Source document:
____

Helminth-induced Th2 cell dysfunction is distinct from exhaustion and is maintained in the absence of antigen

T cell-intrinsic regulation, such as anergy, adaptive tolerance and exhaustion, is central to immune regulation. In contrast to Type 1 and Type 17 settings, knowledge of the intrinsic fate and function of Th2 cells in chronic Type 2 immune responses is lacking. We previously showed that Th2 cells develop a PD-1/PD-L2-dependent intrinsically hypo-responsive phenotype during infection with the filarial nematode Litomosoides sigmodontis, denoted by impaired functionality and parasite killing. This study aimed to elucidate the transcriptional changes underlying Th2 cell-intrinsic hypo-responsiveness, and whether it represents a unique and stable state of Th2 cell differentiation. We demonstrated that intrinsically hypo-responsive Th2 cells isolated from L. sigmodontis infected mice stably retained their dysfunctional Th2 phenotype upon transfer to naïve recipients, and had a divergent transcriptional profile to classical Th2 cells isolated prior to hypo-responsiveness and from mice exposed to acute Type 2 stimuli. Hypo-responsive Th2 cells displayed a distinct transcriptional profile to exhausted CD4 ⁺ T cells, but upregulated Blimp-1 and the anergy/regulatory-associated transcription factors Egr2 and c-Maf, and shared characteristics with tolerised T cells. Hypo-responsive Th2 cells increased mRNA expression of the soluble regulatory factors Fgl2, Cd38, Spp1, Areg, Metrnl, Lgals3, and Csf1, and a subset developed a T-bet ⁺IFN-γ ⁺ Th2/Th1 hybrid phenotype, indicating that they were not functionally inert. Contrasting with their lost ability to produce Th2 cytokines, hypo-responsive Th2 cells gained IL-21 production and IL-21R blockade enhanced resistance to L. sigmodontis. IL-21R blockade also increased the proportion of CD19 ⁺PNA ⁺ germinal centre B cells and serum levels of parasite specific IgG1. This indicates a novel regulatory role for IL-21 during filarial infection, both in controlling protection and B cell responses. Thus, Th2 cell-intrinsic hypo-responsiveness is a distinct and stable state of Th2 cell differentiation associated with a switch from a classically active IL-4 ⁺IL-5 ⁺ Th2 phenotype, to a non-classical dysfunctional and potentially regulatory IL-21 ⁺Egr2 ⁺c-Maf ⁺Blimp-1 ⁺IL-4 ^loIL-5 ^loT-bet ⁺IFN-γ ⁺ Th2 phenotype. This divergence towards alternate Th2 phenotypes during chronicity has broad implications for the outcomes and treatment of chronic Type 2-related infections and diseases.

____

(Stored records)

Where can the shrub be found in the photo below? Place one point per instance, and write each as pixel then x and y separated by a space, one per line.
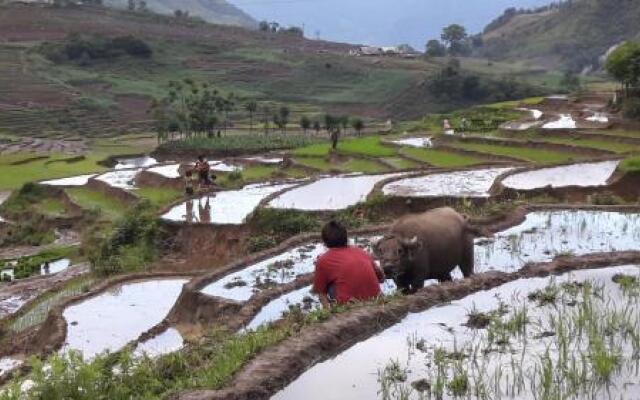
pixel 133 243
pixel 631 108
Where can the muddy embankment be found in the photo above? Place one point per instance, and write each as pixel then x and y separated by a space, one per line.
pixel 50 336
pixel 625 186
pixel 110 191
pixel 278 366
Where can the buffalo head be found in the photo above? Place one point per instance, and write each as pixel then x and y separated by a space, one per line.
pixel 396 254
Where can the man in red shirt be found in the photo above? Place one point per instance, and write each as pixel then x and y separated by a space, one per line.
pixel 345 273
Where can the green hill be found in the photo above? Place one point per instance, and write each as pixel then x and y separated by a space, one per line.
pixel 214 11
pixel 95 70
pixel 574 35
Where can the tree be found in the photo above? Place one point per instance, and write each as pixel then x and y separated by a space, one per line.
pixel 264 26
pixel 455 36
pixel 623 64
pixel 251 108
pixel 332 125
pixel 358 125
pixel 266 111
pixel 305 124
pixel 283 116
pixel 435 49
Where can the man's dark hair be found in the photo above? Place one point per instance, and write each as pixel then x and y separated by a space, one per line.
pixel 335 235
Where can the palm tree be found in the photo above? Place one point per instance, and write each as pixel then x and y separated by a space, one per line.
pixel 358 125
pixel 332 125
pixel 251 108
pixel 305 124
pixel 284 118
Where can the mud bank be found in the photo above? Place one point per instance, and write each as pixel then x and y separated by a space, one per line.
pixel 278 366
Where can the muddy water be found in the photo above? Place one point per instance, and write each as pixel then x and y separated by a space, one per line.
pixel 135 162
pixel 230 207
pixel 108 321
pixel 587 174
pixel 274 310
pixel 474 183
pixel 415 142
pixel 79 180
pixel 566 121
pixel 334 193
pixel 8 364
pixel 170 171
pixel 274 271
pixel 600 118
pixel 354 373
pixel 120 178
pixel 167 342
pixel 53 268
pixel 266 160
pixel 547 234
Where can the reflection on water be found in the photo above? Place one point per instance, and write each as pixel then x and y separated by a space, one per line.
pixel 584 174
pixel 112 319
pixel 229 207
pixel 473 183
pixel 354 373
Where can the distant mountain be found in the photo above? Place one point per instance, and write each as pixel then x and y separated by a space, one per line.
pixel 575 35
pixel 380 22
pixel 215 11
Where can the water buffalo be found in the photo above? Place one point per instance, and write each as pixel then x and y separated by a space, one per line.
pixel 427 246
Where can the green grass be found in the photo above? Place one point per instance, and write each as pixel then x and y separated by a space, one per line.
pixel 442 158
pixel 51 206
pixel 367 146
pixel 522 153
pixel 15 175
pixel 91 200
pixel 160 197
pixel 362 165
pixel 631 165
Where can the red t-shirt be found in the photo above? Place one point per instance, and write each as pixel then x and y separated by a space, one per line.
pixel 351 270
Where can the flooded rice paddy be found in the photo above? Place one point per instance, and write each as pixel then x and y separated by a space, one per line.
pixel 135 162
pixel 545 235
pixel 333 193
pixel 584 175
pixel 167 342
pixel 274 271
pixel 8 364
pixel 170 171
pixel 415 142
pixel 120 178
pixel 442 352
pixel 110 320
pixel 472 183
pixel 229 207
pixel 566 121
pixel 79 180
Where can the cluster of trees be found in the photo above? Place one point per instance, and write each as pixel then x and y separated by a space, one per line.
pixel 274 27
pixel 623 64
pixel 137 5
pixel 86 48
pixel 454 85
pixel 454 41
pixel 190 110
pixel 512 12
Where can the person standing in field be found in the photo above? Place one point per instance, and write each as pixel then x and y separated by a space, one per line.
pixel 344 273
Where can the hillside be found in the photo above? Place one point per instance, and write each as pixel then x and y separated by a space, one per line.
pixel 45 93
pixel 574 36
pixel 214 11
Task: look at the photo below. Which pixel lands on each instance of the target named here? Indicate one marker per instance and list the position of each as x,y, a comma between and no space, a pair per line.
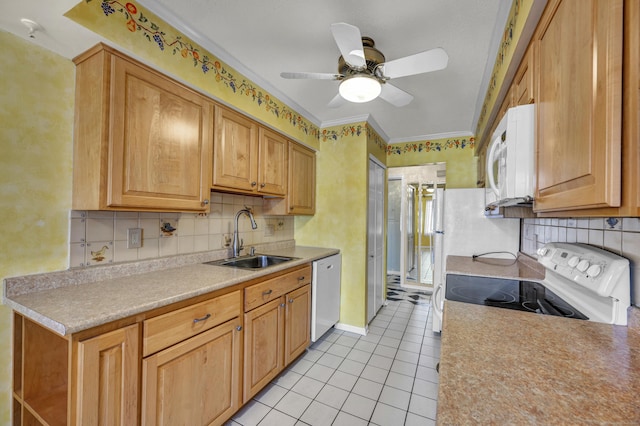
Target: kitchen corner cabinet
98,384
301,195
184,363
277,327
195,377
142,141
247,158
579,58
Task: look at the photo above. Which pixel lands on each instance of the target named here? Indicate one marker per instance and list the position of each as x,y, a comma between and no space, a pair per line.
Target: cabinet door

____

To do:
Decide whether each statement below agrees with the abstract on helminth-induced Th2 cell dysfunction, answering yes or no and quoting the words of the abstract that decide it.
1. Hypo-responsive Th2 cells lost their dysfunctional phenotype after transfer to naïve recipients.
2. Blocking IL-21R made mice more resistant to L. sigmodontis.
3. Hypo-responsive Th2 cells had the same transcriptional profile as exhausted CD4⁺ T cells.

Answer space:
1. No: "stably retained their dysfunctional Th2 phenotype upon transfer to naïve recipients"
2. Yes: "IL-21R blockade enhanced resistance to L. sigmodontis"
3. No: "Hypo-responsive Th2 cells displayed a distinct transcriptional profile to exhausted CD4 ⁺ T cells"